Collected data:
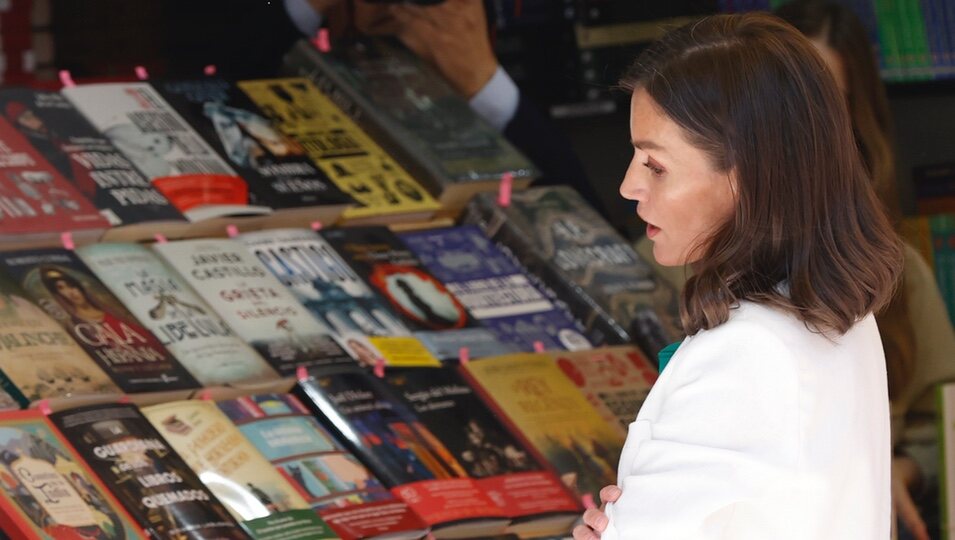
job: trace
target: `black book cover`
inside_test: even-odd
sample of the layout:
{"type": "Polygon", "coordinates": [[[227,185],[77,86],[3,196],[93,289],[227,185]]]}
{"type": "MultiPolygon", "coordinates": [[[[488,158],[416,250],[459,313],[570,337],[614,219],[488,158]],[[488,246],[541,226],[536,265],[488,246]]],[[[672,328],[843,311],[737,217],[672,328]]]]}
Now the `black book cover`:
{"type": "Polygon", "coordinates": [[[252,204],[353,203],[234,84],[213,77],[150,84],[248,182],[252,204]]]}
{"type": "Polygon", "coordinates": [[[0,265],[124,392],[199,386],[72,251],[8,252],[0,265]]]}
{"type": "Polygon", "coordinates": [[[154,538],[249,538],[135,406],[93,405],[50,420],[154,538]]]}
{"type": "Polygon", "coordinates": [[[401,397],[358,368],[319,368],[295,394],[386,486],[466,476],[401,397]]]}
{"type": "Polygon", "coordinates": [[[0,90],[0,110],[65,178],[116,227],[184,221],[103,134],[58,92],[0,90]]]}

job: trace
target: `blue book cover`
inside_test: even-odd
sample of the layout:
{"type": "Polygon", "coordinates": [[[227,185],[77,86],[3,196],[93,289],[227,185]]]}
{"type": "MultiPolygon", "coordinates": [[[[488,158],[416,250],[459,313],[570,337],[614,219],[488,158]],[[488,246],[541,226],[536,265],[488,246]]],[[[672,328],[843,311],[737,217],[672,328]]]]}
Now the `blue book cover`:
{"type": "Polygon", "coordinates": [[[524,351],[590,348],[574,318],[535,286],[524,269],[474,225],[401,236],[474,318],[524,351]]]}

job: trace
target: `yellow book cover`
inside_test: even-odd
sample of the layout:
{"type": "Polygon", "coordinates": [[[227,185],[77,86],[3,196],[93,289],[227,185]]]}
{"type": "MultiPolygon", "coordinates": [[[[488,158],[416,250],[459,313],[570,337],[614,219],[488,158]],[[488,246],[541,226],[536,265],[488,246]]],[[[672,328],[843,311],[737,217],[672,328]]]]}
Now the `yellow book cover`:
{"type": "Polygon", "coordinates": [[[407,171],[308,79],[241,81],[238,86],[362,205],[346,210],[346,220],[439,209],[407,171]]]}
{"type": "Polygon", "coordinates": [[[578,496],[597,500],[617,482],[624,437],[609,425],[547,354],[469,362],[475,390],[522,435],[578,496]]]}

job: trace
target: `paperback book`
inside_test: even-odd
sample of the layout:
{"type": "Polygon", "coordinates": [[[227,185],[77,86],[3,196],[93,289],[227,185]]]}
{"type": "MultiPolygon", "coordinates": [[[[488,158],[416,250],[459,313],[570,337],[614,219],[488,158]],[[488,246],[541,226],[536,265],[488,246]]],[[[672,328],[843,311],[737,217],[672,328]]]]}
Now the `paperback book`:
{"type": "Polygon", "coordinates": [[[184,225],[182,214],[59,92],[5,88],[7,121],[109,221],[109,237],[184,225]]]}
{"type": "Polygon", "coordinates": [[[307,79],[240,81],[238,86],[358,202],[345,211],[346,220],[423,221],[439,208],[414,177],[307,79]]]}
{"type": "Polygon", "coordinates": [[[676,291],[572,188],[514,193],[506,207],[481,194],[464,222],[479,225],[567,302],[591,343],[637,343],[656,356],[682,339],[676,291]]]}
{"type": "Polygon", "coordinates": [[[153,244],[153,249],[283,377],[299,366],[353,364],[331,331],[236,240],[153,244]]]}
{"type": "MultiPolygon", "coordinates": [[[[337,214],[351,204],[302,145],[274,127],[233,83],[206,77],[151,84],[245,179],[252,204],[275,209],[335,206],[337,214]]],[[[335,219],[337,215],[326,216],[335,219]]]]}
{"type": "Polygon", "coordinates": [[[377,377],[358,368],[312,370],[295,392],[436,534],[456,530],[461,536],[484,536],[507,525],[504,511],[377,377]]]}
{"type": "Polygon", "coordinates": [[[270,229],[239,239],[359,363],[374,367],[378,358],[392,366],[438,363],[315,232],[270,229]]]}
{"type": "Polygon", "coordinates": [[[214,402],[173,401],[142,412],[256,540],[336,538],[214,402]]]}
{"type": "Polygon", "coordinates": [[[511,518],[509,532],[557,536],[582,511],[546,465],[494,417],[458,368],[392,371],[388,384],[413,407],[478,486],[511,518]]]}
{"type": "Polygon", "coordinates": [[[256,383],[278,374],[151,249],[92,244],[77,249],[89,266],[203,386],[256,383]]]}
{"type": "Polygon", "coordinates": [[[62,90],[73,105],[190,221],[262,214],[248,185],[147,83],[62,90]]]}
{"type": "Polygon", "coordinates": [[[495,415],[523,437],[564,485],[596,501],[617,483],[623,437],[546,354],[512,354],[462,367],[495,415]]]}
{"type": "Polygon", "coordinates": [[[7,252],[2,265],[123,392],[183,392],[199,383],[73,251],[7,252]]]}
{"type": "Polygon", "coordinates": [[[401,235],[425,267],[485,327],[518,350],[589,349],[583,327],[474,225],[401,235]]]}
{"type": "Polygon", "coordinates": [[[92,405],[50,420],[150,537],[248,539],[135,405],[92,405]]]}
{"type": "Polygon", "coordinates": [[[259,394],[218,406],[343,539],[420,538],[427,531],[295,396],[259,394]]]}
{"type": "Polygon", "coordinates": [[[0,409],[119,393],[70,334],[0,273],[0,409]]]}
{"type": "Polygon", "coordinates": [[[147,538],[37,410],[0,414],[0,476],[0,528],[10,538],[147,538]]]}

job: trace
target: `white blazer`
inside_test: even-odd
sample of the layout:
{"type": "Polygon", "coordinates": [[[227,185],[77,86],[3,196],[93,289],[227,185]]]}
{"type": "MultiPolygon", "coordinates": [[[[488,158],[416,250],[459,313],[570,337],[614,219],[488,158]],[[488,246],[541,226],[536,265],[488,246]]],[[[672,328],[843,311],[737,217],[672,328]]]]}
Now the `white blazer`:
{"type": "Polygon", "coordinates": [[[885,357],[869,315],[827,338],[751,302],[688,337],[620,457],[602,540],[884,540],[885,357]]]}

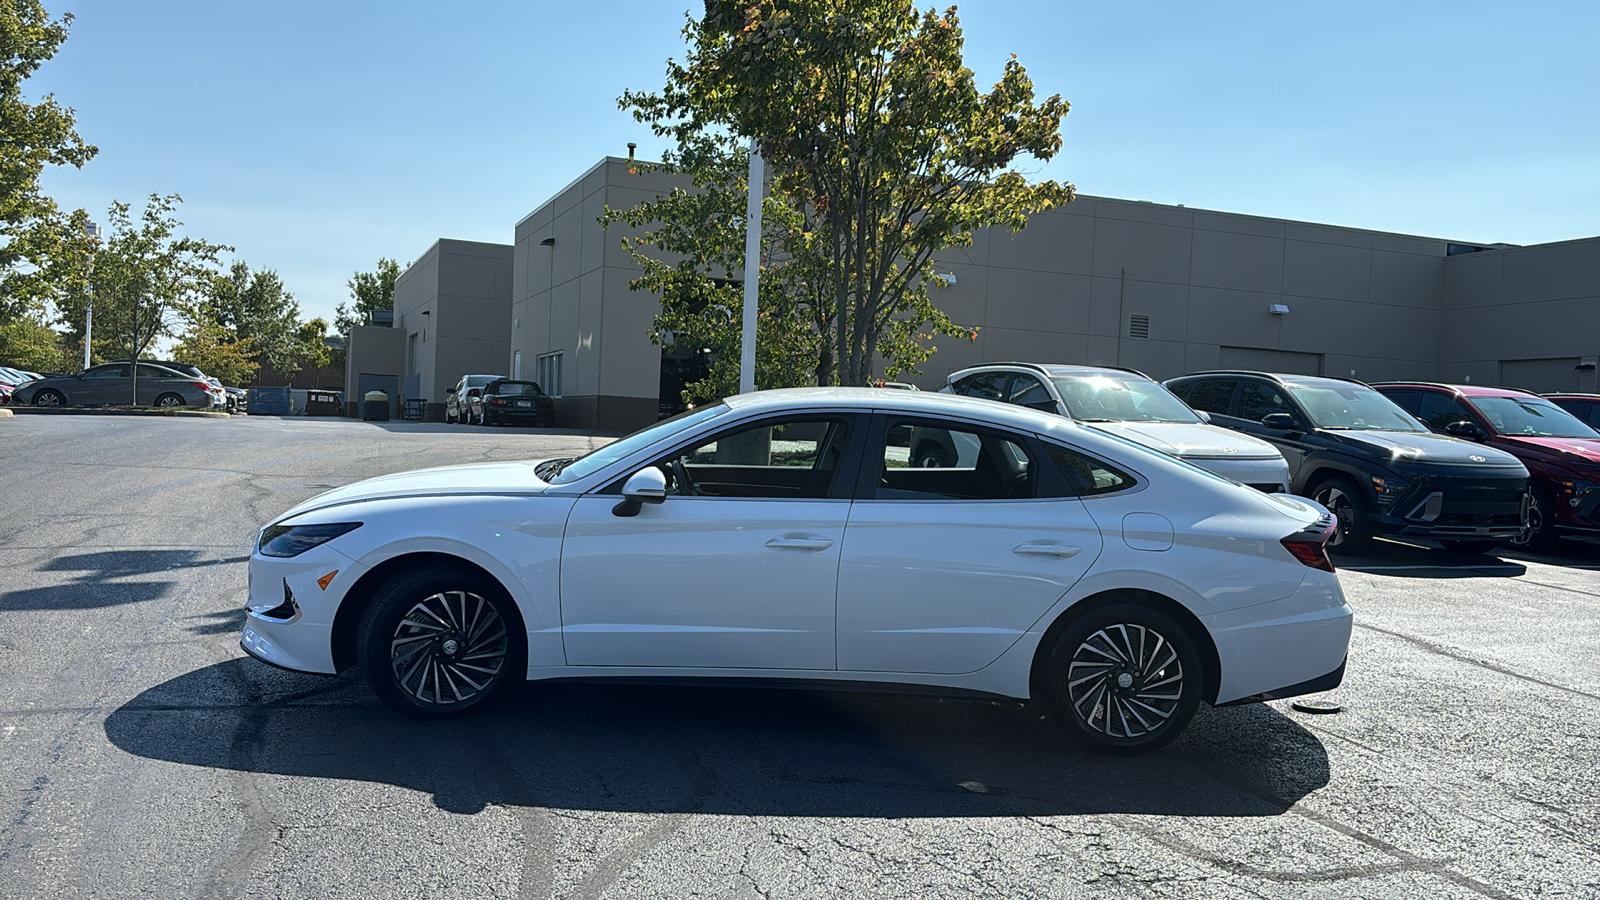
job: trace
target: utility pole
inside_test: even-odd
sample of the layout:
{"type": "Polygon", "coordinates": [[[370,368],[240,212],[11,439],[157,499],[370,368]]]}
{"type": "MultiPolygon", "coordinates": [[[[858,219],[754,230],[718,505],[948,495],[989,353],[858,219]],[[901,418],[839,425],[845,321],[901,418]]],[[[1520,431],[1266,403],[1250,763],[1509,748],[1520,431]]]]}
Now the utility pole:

_Your objective_.
All of the records above should be written out exactly, with the pictures left out.

_Solution for this task_.
job: trace
target: `black book cover`
inside_test: even-odd
sample of the layout:
{"type": "Polygon", "coordinates": [[[227,185],[77,86],[3,196],[93,289],[227,185]]]}
{"type": "MultiPolygon", "coordinates": [[[[488,158],[416,250],[459,313],[570,337],[614,219],[488,158]],[[488,246],[541,226],[536,265],[488,246]]],[[[672,328],[843,311],[737,217],[672,328]]]]}
Now the `black book cover`:
{"type": "Polygon", "coordinates": [[[252,204],[353,203],[234,84],[213,77],[150,84],[248,182],[252,204]]]}
{"type": "Polygon", "coordinates": [[[0,265],[124,392],[199,386],[72,251],[8,252],[0,265]]]}
{"type": "Polygon", "coordinates": [[[154,538],[249,538],[135,406],[93,405],[50,420],[154,538]]]}
{"type": "Polygon", "coordinates": [[[401,397],[358,368],[319,368],[295,394],[386,486],[466,476],[401,397]]]}
{"type": "Polygon", "coordinates": [[[0,90],[0,110],[65,178],[116,227],[184,221],[103,134],[58,92],[0,90]]]}

job: trace
target: `blue book cover`
inside_test: even-odd
sample of the layout:
{"type": "Polygon", "coordinates": [[[227,185],[77,86],[3,196],[93,289],[227,185]]]}
{"type": "MultiPolygon", "coordinates": [[[[488,158],[416,250],[459,313],[570,337],[614,219],[488,158]],[[488,246],[541,226],[536,265],[488,246]]],[[[672,328],[843,311],[737,217],[672,328]]]]}
Now the `blue book cover`:
{"type": "Polygon", "coordinates": [[[524,351],[590,348],[574,318],[535,286],[524,269],[474,225],[401,236],[474,318],[524,351]]]}

job: trace
target: `yellow book cover`
inside_test: even-odd
sample of the layout:
{"type": "Polygon", "coordinates": [[[227,185],[77,86],[3,196],[93,289],[227,185]]]}
{"type": "MultiPolygon", "coordinates": [[[[488,158],[416,250],[459,313],[570,337],[614,219],[488,158]],[[488,246],[541,226],[536,265],[488,246]]],[[[672,328],[843,311],[737,217],[672,328]]]]}
Now the `yellow book cover`:
{"type": "Polygon", "coordinates": [[[407,171],[308,79],[241,81],[238,86],[362,205],[346,210],[346,220],[439,209],[407,171]]]}
{"type": "Polygon", "coordinates": [[[578,496],[597,500],[617,482],[624,437],[609,425],[547,354],[469,362],[475,390],[522,435],[578,496]]]}

job: trace
target: `paperback book`
inside_test: even-odd
sample of the layout:
{"type": "Polygon", "coordinates": [[[227,185],[77,86],[3,196],[93,289],[227,185]]]}
{"type": "MultiPolygon", "coordinates": [[[[488,158],[416,250],[459,313],[570,337],[614,219],[488,158]],[[488,246],[541,226],[536,265],[488,246]]],[[[672,328],[843,311],[737,217],[672,328]]]]}
Now the `paperback book`:
{"type": "Polygon", "coordinates": [[[184,225],[182,214],[59,92],[5,88],[7,121],[109,221],[109,237],[184,225]]]}
{"type": "Polygon", "coordinates": [[[307,79],[240,81],[238,86],[358,202],[345,211],[346,220],[423,221],[439,208],[414,177],[307,79]]]}
{"type": "Polygon", "coordinates": [[[676,291],[572,188],[514,193],[506,207],[481,194],[464,222],[479,225],[567,302],[591,343],[637,343],[656,356],[682,339],[676,291]]]}
{"type": "Polygon", "coordinates": [[[153,244],[153,249],[283,377],[299,366],[353,364],[331,331],[236,240],[153,244]]]}
{"type": "MultiPolygon", "coordinates": [[[[337,214],[351,204],[302,145],[274,127],[233,83],[206,77],[151,84],[245,179],[252,204],[275,209],[335,206],[337,214]]],[[[335,219],[337,215],[326,216],[335,219]]]]}
{"type": "Polygon", "coordinates": [[[377,377],[358,368],[312,370],[295,392],[436,534],[456,530],[461,536],[484,536],[507,525],[504,511],[377,377]]]}
{"type": "Polygon", "coordinates": [[[270,229],[239,239],[359,363],[374,367],[378,358],[392,366],[438,363],[315,232],[270,229]]]}
{"type": "Polygon", "coordinates": [[[214,402],[173,401],[142,412],[256,540],[336,538],[214,402]]]}
{"type": "Polygon", "coordinates": [[[511,518],[509,532],[557,536],[582,511],[546,465],[494,417],[458,368],[392,371],[388,384],[413,407],[478,486],[511,518]]]}
{"type": "Polygon", "coordinates": [[[256,383],[278,374],[151,249],[92,244],[77,249],[89,266],[203,386],[256,383]]]}
{"type": "Polygon", "coordinates": [[[62,90],[73,105],[190,221],[262,214],[248,185],[147,83],[62,90]]]}
{"type": "Polygon", "coordinates": [[[495,415],[523,437],[564,485],[596,501],[617,483],[623,437],[546,354],[512,354],[462,367],[495,415]]]}
{"type": "Polygon", "coordinates": [[[7,252],[2,265],[123,392],[183,392],[199,383],[73,251],[7,252]]]}
{"type": "Polygon", "coordinates": [[[401,235],[425,267],[485,327],[518,350],[589,349],[583,327],[474,225],[401,235]]]}
{"type": "Polygon", "coordinates": [[[92,405],[50,420],[150,537],[248,539],[135,405],[92,405]]]}
{"type": "Polygon", "coordinates": [[[259,394],[218,406],[343,539],[420,538],[427,531],[295,396],[259,394]]]}
{"type": "Polygon", "coordinates": [[[0,409],[119,393],[70,334],[0,273],[0,409]]]}
{"type": "Polygon", "coordinates": [[[147,538],[37,410],[0,414],[0,476],[0,528],[10,538],[147,538]]]}

job: trace
target: `white blazer`
inside_test: even-odd
sample of the layout:
{"type": "Polygon", "coordinates": [[[227,185],[77,86],[3,196],[93,289],[227,185]]]}
{"type": "MultiPolygon", "coordinates": [[[[488,158],[416,250],[459,313],[570,337],[614,219],[488,158]],[[488,246],[541,226],[536,265],[488,246]]],[[[672,328],[843,311],[737,217],[672,328]]]]}
Now the `white blazer`:
{"type": "Polygon", "coordinates": [[[885,357],[869,315],[827,338],[751,302],[688,337],[620,457],[602,540],[884,540],[885,357]]]}

job: trace
target: utility pole
inside_test: even-odd
sample of the layout:
{"type": "Polygon", "coordinates": [[[370,368],[240,212],[11,439],[157,499],[370,368]]]}
{"type": "MultiPolygon", "coordinates": [[[[858,219],[754,230],[718,505],[948,495],[989,353],[858,219]],[[901,418],[839,425],[845,321],[901,418]]],[[[1520,431],[1266,403],[1250,763],[1509,748],[1520,431]]]]}
Now the utility pole:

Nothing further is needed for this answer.